### WHAT TO WORK ON
Gather every line in the listing below that contains the string "trash", copying each line in full. Uppercase and lowercase count as different.

───── EXERCISE MATERIAL ─────

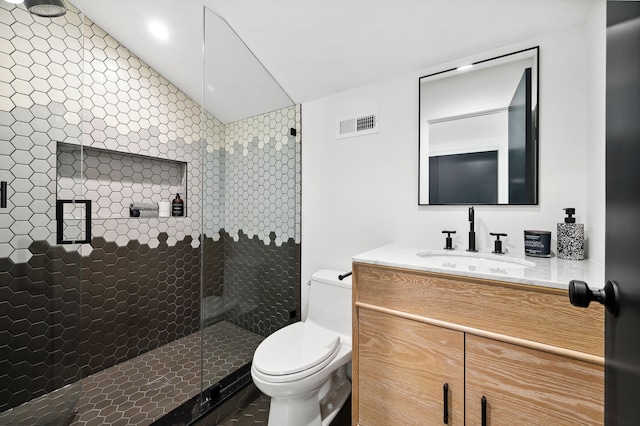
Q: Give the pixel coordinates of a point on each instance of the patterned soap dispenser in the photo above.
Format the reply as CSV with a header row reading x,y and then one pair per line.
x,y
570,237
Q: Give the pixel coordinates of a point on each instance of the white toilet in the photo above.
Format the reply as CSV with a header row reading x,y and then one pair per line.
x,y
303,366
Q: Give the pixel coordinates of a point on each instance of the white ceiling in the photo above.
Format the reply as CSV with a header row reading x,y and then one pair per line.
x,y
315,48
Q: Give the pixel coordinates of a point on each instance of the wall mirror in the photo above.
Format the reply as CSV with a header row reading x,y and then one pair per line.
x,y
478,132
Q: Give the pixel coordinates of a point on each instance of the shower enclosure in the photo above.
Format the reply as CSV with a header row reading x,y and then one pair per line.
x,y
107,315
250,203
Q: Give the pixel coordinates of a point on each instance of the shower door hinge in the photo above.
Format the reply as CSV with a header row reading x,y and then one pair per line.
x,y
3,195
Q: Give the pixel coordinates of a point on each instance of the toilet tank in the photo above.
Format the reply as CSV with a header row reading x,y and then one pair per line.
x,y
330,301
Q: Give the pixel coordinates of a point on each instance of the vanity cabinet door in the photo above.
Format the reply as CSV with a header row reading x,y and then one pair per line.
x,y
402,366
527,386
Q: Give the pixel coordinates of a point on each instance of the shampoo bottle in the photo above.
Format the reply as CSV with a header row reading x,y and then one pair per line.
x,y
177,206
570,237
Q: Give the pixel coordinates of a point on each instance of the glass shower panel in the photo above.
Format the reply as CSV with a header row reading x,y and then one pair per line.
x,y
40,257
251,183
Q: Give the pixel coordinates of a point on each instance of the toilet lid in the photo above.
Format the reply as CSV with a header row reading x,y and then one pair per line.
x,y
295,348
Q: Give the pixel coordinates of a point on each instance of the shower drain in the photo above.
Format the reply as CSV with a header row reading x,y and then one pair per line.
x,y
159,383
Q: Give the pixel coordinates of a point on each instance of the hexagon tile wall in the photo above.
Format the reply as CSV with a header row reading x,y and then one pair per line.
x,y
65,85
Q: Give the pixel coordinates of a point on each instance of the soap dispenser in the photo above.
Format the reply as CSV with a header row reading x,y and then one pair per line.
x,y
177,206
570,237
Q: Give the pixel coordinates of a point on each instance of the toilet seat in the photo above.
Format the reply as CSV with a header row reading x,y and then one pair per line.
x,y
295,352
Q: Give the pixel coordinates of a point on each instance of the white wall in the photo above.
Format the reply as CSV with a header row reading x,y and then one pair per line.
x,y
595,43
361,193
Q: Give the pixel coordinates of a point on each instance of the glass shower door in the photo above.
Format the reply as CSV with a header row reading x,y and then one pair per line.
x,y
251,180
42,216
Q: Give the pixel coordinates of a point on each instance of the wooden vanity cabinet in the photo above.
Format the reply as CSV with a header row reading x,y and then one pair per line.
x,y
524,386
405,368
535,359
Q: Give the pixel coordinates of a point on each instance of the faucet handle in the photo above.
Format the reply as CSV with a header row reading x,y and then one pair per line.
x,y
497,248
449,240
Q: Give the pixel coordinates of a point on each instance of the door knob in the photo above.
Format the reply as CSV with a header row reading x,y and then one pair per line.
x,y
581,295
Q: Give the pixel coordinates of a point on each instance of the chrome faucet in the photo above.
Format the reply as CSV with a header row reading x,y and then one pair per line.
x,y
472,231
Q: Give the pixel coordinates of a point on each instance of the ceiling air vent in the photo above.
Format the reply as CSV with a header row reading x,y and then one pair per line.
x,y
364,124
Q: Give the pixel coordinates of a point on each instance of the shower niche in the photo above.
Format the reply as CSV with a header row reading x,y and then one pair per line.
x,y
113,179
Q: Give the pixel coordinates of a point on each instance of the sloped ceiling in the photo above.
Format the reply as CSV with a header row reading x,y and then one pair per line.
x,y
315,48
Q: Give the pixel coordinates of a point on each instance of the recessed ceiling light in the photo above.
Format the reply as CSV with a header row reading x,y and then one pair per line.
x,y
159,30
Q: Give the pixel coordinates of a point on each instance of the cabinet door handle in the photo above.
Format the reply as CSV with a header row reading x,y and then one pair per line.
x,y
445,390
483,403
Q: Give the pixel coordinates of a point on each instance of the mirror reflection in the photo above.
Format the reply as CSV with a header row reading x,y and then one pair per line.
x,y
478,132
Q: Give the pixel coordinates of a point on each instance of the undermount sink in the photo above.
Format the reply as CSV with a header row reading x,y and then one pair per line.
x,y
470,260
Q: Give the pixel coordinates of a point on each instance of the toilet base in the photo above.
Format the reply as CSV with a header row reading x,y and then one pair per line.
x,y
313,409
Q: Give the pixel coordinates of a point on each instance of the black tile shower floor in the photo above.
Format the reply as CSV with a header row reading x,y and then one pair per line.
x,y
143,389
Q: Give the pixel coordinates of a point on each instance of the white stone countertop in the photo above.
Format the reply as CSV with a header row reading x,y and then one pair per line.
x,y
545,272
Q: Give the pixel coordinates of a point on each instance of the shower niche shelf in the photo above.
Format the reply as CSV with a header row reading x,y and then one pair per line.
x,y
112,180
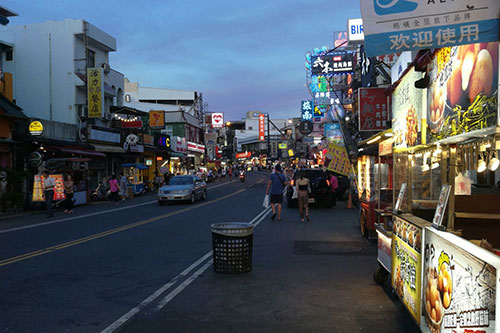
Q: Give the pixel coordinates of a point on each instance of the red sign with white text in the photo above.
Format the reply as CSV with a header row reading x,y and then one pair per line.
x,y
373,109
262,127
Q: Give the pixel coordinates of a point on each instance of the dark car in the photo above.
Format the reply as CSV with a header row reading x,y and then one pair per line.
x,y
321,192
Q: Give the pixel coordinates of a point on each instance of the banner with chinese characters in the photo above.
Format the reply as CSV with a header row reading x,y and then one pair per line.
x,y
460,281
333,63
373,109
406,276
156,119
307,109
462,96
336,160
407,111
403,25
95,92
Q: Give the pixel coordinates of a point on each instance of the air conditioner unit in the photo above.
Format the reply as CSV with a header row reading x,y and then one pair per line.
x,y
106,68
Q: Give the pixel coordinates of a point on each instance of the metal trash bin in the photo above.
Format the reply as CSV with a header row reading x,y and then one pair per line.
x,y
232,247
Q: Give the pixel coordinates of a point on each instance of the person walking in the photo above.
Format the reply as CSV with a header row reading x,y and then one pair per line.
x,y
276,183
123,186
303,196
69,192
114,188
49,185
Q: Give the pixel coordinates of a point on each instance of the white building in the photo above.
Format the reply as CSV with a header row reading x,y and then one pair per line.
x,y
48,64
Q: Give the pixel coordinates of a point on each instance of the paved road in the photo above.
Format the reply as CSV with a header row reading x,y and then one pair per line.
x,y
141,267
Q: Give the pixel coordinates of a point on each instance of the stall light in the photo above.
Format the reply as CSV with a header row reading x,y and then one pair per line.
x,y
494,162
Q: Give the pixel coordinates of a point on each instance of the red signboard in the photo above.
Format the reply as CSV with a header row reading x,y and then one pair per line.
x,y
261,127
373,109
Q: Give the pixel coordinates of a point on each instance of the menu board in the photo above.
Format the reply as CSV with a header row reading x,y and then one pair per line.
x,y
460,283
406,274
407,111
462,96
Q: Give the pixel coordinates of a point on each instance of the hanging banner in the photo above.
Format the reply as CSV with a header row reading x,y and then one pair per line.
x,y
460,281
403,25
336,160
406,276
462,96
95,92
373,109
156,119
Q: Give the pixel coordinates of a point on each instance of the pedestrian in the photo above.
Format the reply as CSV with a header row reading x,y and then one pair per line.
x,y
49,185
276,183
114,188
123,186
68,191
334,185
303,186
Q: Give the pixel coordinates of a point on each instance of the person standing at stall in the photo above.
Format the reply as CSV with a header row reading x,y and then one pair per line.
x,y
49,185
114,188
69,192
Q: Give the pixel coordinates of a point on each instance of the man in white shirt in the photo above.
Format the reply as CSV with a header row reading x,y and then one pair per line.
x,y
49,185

─────
───── EXERCISE MATERIAL ─────

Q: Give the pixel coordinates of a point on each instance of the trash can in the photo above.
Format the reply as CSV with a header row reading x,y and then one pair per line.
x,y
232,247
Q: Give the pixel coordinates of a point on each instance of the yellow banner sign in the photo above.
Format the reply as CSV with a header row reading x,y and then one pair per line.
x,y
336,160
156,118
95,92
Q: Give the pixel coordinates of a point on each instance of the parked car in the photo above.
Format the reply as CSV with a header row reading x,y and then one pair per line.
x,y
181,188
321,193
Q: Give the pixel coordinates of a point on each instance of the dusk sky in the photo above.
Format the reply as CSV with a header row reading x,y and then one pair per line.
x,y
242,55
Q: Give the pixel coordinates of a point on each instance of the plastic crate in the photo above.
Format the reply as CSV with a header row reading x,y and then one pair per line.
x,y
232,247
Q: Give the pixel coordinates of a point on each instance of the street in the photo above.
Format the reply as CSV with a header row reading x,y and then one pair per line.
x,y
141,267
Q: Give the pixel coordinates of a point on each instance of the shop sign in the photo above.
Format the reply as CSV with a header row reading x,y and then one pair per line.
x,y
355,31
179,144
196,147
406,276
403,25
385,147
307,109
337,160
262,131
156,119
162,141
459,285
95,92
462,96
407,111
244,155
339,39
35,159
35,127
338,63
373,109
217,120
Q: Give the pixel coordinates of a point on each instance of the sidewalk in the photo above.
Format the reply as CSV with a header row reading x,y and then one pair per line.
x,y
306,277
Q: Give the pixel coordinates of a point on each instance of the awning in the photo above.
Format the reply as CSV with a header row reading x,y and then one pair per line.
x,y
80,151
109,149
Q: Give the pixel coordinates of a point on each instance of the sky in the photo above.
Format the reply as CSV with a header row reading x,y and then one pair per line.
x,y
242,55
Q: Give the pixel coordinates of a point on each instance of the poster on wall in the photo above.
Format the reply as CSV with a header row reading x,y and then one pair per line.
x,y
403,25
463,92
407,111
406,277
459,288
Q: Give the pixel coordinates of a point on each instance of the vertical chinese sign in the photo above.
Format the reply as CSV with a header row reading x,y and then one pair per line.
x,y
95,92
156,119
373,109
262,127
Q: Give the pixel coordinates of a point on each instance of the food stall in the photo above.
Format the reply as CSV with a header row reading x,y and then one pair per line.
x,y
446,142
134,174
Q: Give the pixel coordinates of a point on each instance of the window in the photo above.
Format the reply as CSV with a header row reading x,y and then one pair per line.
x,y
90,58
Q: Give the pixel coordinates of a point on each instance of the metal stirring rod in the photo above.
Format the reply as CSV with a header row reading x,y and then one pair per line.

─────
───── EXERCISE MATERIAL ─────

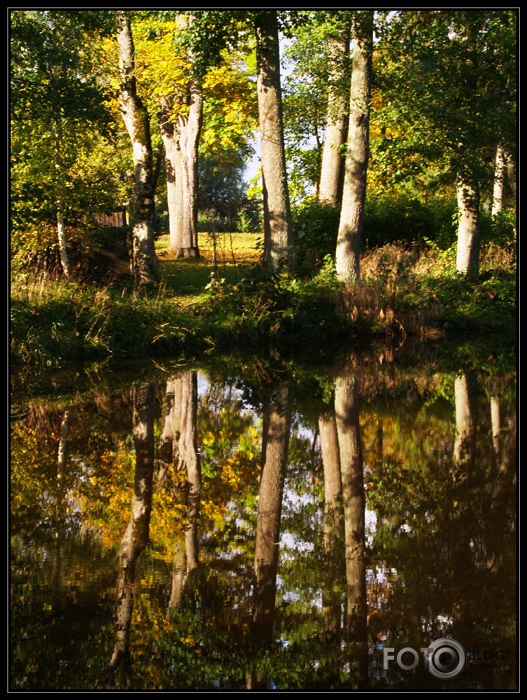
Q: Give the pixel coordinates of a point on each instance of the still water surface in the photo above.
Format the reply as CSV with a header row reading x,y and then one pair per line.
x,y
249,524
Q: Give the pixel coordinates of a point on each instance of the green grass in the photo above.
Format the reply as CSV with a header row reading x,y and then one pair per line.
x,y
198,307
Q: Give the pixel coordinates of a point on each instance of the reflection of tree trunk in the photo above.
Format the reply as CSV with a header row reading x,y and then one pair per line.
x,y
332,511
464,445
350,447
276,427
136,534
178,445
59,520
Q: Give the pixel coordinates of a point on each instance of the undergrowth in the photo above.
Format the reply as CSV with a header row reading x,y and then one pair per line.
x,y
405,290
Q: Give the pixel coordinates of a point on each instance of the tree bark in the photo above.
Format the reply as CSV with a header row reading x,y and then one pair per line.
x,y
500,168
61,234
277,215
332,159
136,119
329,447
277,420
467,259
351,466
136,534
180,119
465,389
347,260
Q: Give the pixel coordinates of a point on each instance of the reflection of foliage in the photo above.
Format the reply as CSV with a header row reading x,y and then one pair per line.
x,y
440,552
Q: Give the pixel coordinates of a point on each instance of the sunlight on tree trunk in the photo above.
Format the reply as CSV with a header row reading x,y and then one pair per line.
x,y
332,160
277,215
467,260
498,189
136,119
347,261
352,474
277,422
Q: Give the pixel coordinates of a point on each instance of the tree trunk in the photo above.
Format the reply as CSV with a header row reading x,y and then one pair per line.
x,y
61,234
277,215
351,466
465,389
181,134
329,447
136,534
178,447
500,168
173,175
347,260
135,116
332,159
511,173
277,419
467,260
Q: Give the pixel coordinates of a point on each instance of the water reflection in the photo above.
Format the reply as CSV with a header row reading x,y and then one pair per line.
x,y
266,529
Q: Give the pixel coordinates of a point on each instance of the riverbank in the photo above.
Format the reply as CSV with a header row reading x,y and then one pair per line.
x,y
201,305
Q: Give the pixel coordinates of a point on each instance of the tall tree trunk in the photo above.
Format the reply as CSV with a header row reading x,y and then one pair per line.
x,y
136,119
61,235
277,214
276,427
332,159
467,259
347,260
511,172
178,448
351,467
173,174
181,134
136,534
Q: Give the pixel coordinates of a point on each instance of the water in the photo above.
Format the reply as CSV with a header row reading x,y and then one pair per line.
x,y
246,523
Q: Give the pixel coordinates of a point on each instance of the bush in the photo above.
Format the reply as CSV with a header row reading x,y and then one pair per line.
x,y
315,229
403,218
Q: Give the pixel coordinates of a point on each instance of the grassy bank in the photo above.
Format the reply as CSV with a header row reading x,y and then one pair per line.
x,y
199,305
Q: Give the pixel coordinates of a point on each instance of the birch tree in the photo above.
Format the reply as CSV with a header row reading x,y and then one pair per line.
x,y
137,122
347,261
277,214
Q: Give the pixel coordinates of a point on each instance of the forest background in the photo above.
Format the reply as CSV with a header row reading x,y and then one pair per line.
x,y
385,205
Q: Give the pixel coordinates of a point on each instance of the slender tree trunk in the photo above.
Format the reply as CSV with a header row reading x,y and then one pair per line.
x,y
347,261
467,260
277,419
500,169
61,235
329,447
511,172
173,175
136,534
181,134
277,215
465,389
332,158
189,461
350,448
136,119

─────

### ANSWER FOR THIS EXERCISE
Q: Give the pixel coordinates of a point on each instance of the metal trash bin in the photo above.
Q: Give the pixel coordinates of a point on each instance of the trash can in the photo above.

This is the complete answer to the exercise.